Task description
For each record below, retype the text exactly and omit any image.
• • • • •
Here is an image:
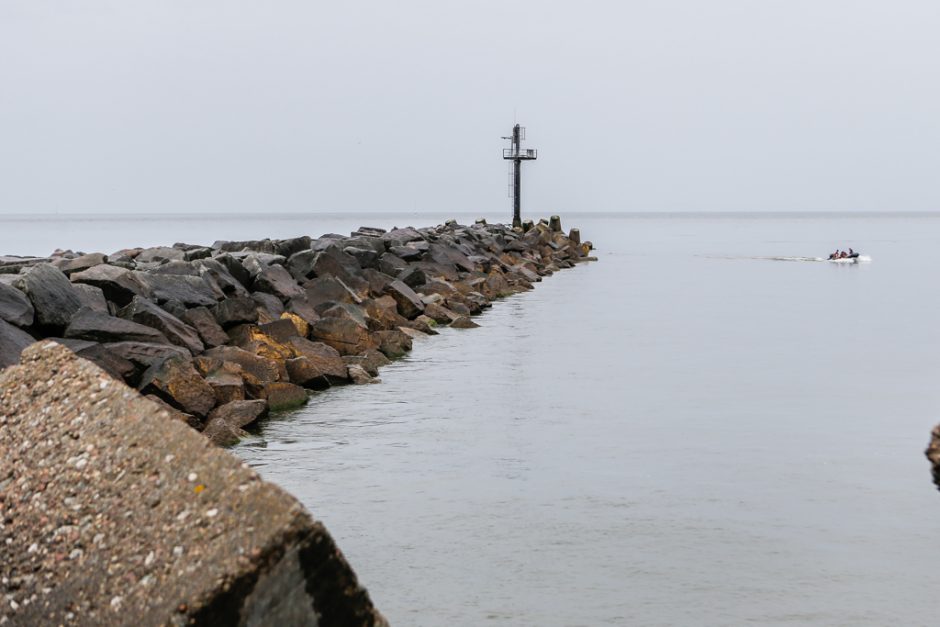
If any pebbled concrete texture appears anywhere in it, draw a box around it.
[0,342,386,627]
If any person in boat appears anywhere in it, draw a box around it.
[829,250,840,260]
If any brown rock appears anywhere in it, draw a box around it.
[286,337,349,381]
[139,355,217,417]
[180,306,230,348]
[450,315,480,329]
[383,279,425,319]
[343,349,391,377]
[261,382,309,411]
[310,317,377,356]
[281,311,310,337]
[347,364,375,385]
[373,328,413,359]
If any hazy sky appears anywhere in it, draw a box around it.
[1,1,938,215]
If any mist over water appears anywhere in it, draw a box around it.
[7,212,940,624]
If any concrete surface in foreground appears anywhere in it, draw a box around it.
[0,341,387,627]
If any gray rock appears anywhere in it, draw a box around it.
[49,337,136,382]
[252,292,286,323]
[104,341,190,376]
[243,255,305,302]
[55,252,109,276]
[136,246,186,263]
[304,276,363,308]
[344,246,380,269]
[377,252,408,276]
[0,319,34,369]
[119,296,204,355]
[382,226,425,247]
[65,308,170,345]
[135,272,220,307]
[0,255,52,274]
[194,257,249,296]
[13,263,84,332]
[71,282,111,313]
[70,264,150,307]
[397,265,427,288]
[0,282,34,327]
[212,295,259,328]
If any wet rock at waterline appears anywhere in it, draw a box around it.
[0,219,593,450]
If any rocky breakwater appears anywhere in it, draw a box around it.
[0,341,387,626]
[0,217,593,446]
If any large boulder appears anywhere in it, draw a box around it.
[71,283,111,314]
[70,264,150,307]
[304,276,363,308]
[49,338,136,382]
[260,382,309,411]
[180,306,230,348]
[139,355,216,417]
[364,296,409,331]
[105,341,190,374]
[0,342,387,626]
[54,252,109,277]
[119,296,205,355]
[135,272,220,307]
[202,346,281,396]
[203,399,269,446]
[373,328,413,359]
[342,348,391,377]
[194,257,250,297]
[0,319,34,369]
[243,255,305,302]
[383,279,425,319]
[13,263,84,332]
[212,295,259,328]
[286,336,349,381]
[0,282,34,328]
[64,308,170,345]
[309,317,376,356]
[136,246,186,263]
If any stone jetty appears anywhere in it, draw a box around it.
[0,217,593,446]
[0,217,592,623]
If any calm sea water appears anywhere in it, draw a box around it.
[5,212,940,625]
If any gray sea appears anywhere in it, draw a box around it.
[4,212,940,626]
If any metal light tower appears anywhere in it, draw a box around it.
[502,124,537,228]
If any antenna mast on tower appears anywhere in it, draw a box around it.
[502,124,538,228]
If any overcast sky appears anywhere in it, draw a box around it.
[1,1,938,215]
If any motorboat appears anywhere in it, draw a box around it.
[827,254,871,264]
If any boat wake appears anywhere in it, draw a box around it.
[704,255,873,264]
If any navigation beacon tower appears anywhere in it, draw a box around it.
[502,124,538,228]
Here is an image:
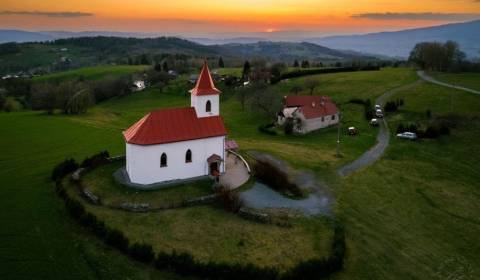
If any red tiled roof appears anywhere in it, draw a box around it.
[285,95,338,120]
[123,107,227,145]
[189,61,221,96]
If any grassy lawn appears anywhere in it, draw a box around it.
[33,65,149,82]
[429,71,480,91]
[82,161,213,208]
[336,81,480,279]
[3,66,478,279]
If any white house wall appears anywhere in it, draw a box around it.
[126,136,225,185]
[296,113,339,134]
[191,94,219,117]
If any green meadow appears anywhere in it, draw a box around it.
[1,66,479,279]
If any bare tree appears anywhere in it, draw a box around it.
[305,78,320,95]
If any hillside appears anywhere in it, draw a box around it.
[309,20,480,58]
[0,37,373,75]
[215,41,374,61]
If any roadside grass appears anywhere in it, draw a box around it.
[82,160,213,208]
[335,81,480,280]
[33,65,149,83]
[429,71,480,91]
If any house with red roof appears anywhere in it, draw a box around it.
[278,95,339,134]
[123,62,227,185]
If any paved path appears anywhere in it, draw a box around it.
[337,80,421,177]
[417,71,480,95]
[219,152,250,190]
[240,182,332,216]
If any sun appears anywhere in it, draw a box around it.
• • • • •
Written solution
Here is an image:
If any pebbled concrete texture appears anywhere in it, draw a box around it.
[0,342,386,627]
If any person in boat appears anywhere in it, draw a box around it.
[829,250,840,260]
If any brown rock appears anywhere in it, draw a box around it.
[286,337,349,381]
[139,355,217,417]
[180,306,230,348]
[450,315,480,329]
[383,279,425,319]
[343,349,391,377]
[261,382,309,411]
[310,317,377,356]
[281,311,310,337]
[347,364,375,385]
[373,328,413,359]
If any hazy sky appears anywhere in it, draw a box around it.
[1,1,938,215]
If any mist over water appears anywhere in it, draw a box around it.
[7,212,940,624]
If any concrete surface in foreground appears anywhere in it, draw a box around it.
[0,341,387,627]
If any gray rock appears anywhere in it, draw a box around it.
[49,337,136,382]
[252,292,286,323]
[104,341,190,376]
[243,255,305,302]
[55,252,109,276]
[136,246,186,263]
[304,276,363,308]
[344,246,380,269]
[377,252,408,276]
[0,319,34,369]
[119,296,204,355]
[382,226,425,247]
[65,308,170,345]
[135,272,220,307]
[0,255,52,274]
[194,257,249,296]
[13,263,84,332]
[71,282,111,313]
[70,264,150,307]
[397,265,427,288]
[0,282,34,327]
[212,295,259,328]
If any wet rock at waterline appears anywhere in it, draw a box around it.
[0,219,593,450]
If any rocky breakwater appears anywhere in it, draw a box around it.
[0,341,387,626]
[0,217,593,446]
If any large boulder appears anywhere in it, draw a box around it.
[71,283,111,314]
[70,264,150,307]
[304,276,363,308]
[49,338,136,382]
[260,382,309,411]
[180,306,230,348]
[139,355,216,417]
[364,296,409,331]
[105,341,190,374]
[0,342,387,626]
[54,252,109,277]
[119,296,205,355]
[135,272,220,307]
[202,346,281,396]
[203,399,269,446]
[373,328,413,359]
[342,348,391,377]
[194,257,250,297]
[0,319,34,369]
[243,255,305,302]
[383,279,425,319]
[13,263,84,332]
[212,295,259,328]
[286,336,349,381]
[0,282,34,328]
[64,308,170,345]
[309,317,376,356]
[136,246,186,263]
If any stone jetty appears anywhere in it, draw a box around it.
[0,217,593,446]
[0,217,592,623]
If any calm sea water appears anywhere in it, draw a box around it.
[5,212,940,625]
If any gray sea appears anywhere in it, draw a box around it.
[4,212,940,626]
If any metal light tower appears anywhere in it, draw a box around it.
[502,124,537,228]
If any antenna mast on tower appears anywhere in it, draw a box around it.
[502,124,538,228]
If any overcast sky appears anywhere in it, draw a box around it.
[1,1,938,215]
If any motorboat appears anywhere in it, draw a box around it.
[827,254,871,264]
If any boat wake appears anywhere in it, draw a box around it.
[704,255,873,264]
If any navigation beacon tower appears anywhere in it, draw a box around it.
[502,124,538,228]
Here is an image:
If any red tiled roof appears anywhere in it, draw a box around it.
[285,95,338,120]
[123,107,227,145]
[189,61,221,96]
If any grassy lawn appears anywhere in it, draw a box around it.
[33,65,149,82]
[429,71,480,91]
[82,161,213,208]
[336,81,480,279]
[3,66,478,279]
If any white house wall appears anywhere in it, draw a box around it.
[126,136,225,185]
[296,113,339,134]
[191,94,219,117]
If any green meadow appears anywhere in it, draw a box around it.
[1,66,479,279]
If any bare tree appears anywhere in it, draw a box around it.
[305,78,320,95]
If any hillside appears anywhere in it, draw a box around it.
[309,20,480,58]
[0,37,373,75]
[215,41,374,61]
If any roadside grass appears anywhere in it, draw a box around it.
[82,160,213,208]
[335,81,480,280]
[33,65,149,83]
[429,71,480,91]
If any house with red roof appears anywhere in it, draw a box around it.
[278,95,339,134]
[123,62,227,185]
If any paved path appears anywhere in it, draw a box around it.
[337,80,421,177]
[417,71,480,95]
[219,152,250,190]
[240,182,332,216]
If any sun appears anywhere in it, draw a box around it.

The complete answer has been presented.